** Opening Provided records block **

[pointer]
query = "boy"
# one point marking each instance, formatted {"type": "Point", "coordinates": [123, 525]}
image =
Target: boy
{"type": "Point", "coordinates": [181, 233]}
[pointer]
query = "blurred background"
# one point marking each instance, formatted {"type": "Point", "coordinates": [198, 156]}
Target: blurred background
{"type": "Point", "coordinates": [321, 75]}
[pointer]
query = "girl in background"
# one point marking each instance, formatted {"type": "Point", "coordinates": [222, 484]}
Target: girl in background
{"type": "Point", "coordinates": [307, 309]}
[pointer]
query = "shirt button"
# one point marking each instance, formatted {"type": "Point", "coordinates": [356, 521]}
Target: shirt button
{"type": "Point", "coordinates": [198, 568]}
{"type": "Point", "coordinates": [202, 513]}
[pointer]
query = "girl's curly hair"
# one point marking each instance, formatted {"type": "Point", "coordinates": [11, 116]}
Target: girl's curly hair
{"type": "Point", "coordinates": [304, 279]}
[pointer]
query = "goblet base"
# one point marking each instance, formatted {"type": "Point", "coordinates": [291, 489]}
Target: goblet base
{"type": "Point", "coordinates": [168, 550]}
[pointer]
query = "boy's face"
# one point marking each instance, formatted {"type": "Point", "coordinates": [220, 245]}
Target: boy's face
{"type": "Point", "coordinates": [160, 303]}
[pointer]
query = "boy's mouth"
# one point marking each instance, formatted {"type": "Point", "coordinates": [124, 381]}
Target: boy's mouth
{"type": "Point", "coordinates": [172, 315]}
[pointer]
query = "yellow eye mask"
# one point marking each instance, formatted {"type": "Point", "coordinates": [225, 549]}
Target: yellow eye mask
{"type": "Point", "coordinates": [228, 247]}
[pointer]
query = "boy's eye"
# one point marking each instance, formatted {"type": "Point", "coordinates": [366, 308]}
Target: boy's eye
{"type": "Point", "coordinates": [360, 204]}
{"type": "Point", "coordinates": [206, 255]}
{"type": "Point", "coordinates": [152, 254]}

** Closing Provided records block **

== What is needed ==
Take the line with "Target: yellow eye mask" and every line after it in the data, and please reproduce them exactly, leaving out all other lines.

== Response below ==
Target: yellow eye mask
{"type": "Point", "coordinates": [228, 247]}
[pointer]
query = "boy's eye"
# one point marking each instance, formatted {"type": "Point", "coordinates": [366, 308]}
Target: boy's eye
{"type": "Point", "coordinates": [360, 204]}
{"type": "Point", "coordinates": [206, 255]}
{"type": "Point", "coordinates": [152, 254]}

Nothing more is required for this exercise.